*提示された文章*:
┄┄┄┄┄┄┄┄┄┄

昔からよく言われるが、本当に心からそう思っている人が、いったいどれくらいいるのだろう。口に出して言わないだけで、心の中では職業によって他人のことを勝手にあーだこうだと思っていることは、誰しもあるのではないか。
 
その証拠に、女性が合コンしたいと思う男性の職業として、いつも上位に挙がるのが、
医師、パイロット、商社マン、公務員、実業家といった職業だ。
時代と共に多少の変化はあっても、上位はほぼ変わらない。
一方、男性が合コンしたいと思う女性の職業として上位に挙がるのは、
キャビンアテンダント、看護師、保育士、OL、歯科衛生士などだそうだ。
 
この手の質問に、ここに挙げた職業を嬉しそうに答える人と出会う度に、
「またか」
「出たよ」
「お前もか」
心の中でそんな風に呟いてしまう私がいる。
 
多少の接点があって、その業界のことを少しは知っている職業もある。

┄┄┄┄┄┄┄┄┄┄

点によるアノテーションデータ
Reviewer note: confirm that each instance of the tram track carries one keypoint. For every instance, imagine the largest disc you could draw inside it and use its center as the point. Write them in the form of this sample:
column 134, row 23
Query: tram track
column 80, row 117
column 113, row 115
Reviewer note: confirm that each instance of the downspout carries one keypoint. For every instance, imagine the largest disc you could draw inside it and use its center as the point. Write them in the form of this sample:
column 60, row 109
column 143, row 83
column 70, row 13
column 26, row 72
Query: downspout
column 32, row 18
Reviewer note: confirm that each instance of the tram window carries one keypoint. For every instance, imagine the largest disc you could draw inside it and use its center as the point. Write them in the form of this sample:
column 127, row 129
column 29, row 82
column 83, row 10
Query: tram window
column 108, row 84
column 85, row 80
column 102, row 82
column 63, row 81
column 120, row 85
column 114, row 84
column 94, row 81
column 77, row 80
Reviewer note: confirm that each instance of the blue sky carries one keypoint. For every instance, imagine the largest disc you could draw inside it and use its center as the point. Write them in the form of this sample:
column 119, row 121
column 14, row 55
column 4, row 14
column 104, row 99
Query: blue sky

┄┄┄┄┄┄┄┄┄┄

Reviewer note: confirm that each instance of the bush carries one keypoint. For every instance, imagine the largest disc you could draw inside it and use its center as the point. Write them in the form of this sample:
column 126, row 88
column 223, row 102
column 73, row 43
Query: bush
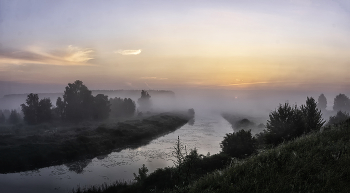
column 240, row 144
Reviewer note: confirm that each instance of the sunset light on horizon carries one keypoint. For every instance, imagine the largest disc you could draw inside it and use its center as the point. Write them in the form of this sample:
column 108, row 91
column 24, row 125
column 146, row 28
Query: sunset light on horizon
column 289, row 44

┄┄┄┄┄┄┄┄┄┄

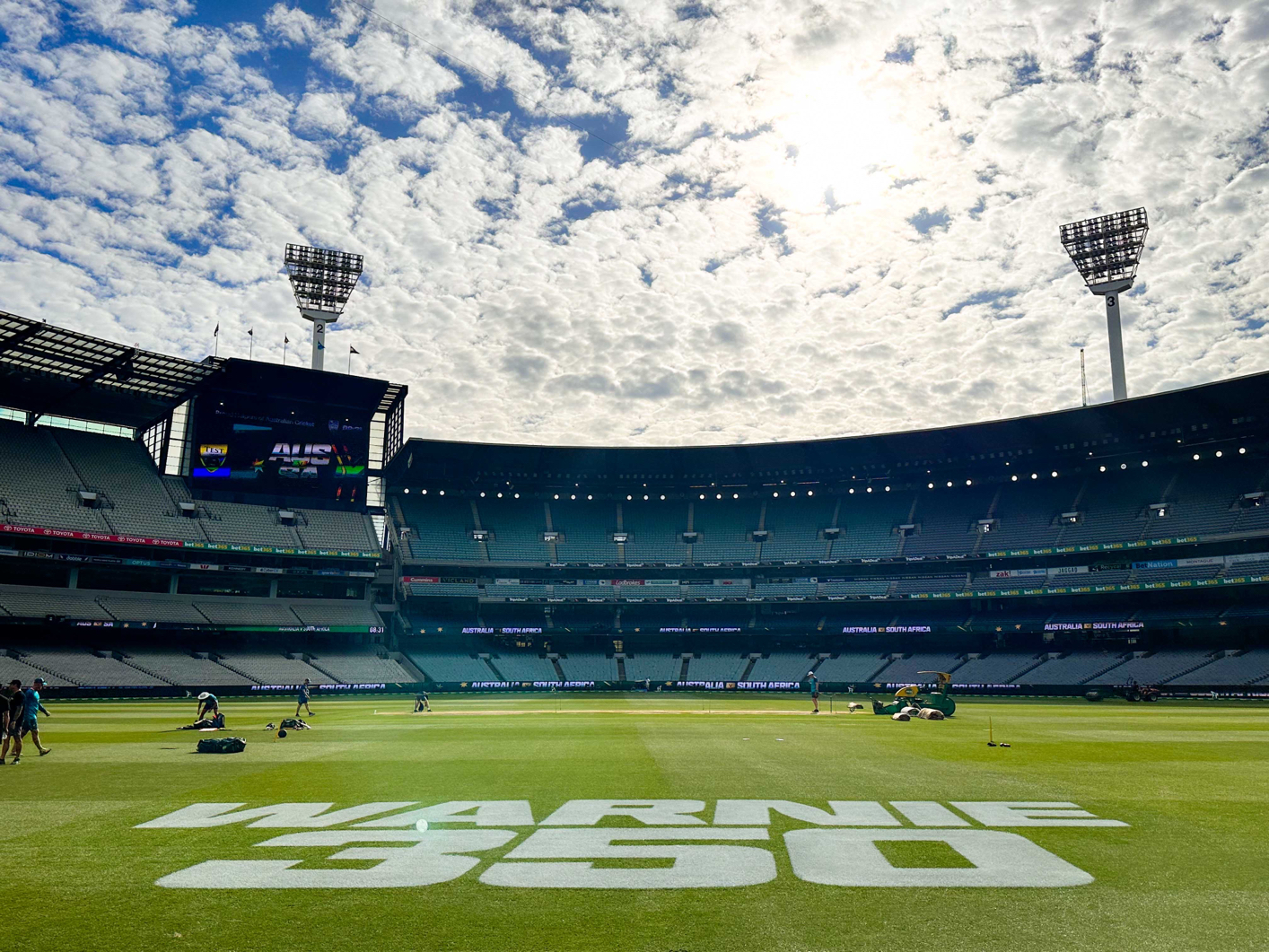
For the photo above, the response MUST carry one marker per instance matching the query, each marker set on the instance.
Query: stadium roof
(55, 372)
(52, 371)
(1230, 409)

┄┄┄┄┄┄┄┄┄┄

*課題の指示*:
1. 記録のうち、「Reviewer note: confirm that each instance of the tram window」を含む行から始めて「column 77, row 80」を含む行で終わる範囲を、一字一句違えずに書き写してください。
2. 職業への見方を綴った文章の最後の文に続けて、同じ調子で文章を書き進めてください。
文章と記録は、それぞれ別の出典から取られたものです。

*順番どおりの結果*:
1.
Reviewer note: confirm that each instance of the tram window carries one keypoint. For every instance, imagine the largest disc you could draw inside it and use its center as the point. Write them in the form of this sample:
column 127, row 129
column 29, row 82
column 83, row 10
Query: tram window
column 108, row 84
column 85, row 80
column 102, row 82
column 63, row 81
column 120, row 85
column 114, row 84
column 94, row 81
column 77, row 80

2.
だからと言って、個別の職業の悪口を言うつもりはない。
ましてや、実際に自分が仕事で接点を持ったことのない職業の人のことを、聞きかじった話や勝手な先入観だけで、どうこういうつもりはない。
ただ、私はここに挙がっているような職業の人に、特別な憧れを持ったことがないのだ。
それだけは、20代の頃から少しも変わらない事実だ。
 
正直に告白すると、「本気の合コン」自体、私は行ったことがない。
合コンというには気楽すぎる雰囲気の、飲み会に毛が生えたような集まりに、人数合わせで呼ばれて参加したことが数回あるという程度だ。
そんな私が、唯一この職業の人となら、ぜひとも合コンしてみたいと思うのが、葬儀屋さんだ。
 
冠婚葬祭などと四字熟語でひと纏めにして言われるが、お葬式というものは結婚式と違って、いつ執り行うかを事前に決めて準備できるものではない。
人が亡くなってから葬儀を執り行うまで、時間的な猶予がないケースがほとんどだ。
突然の肉親の死に接し、悲しみに暮れ憔悴している遺族とのコミュニケーション、遺産相続問題や愛人・隠し子発覚など、骨肉の争いが巻き起こる中での業務となることもあるだろう。
その他、どのような予期せぬトラブルやハプニングにも対処せねばならず、間違いや失礼があっては許されない。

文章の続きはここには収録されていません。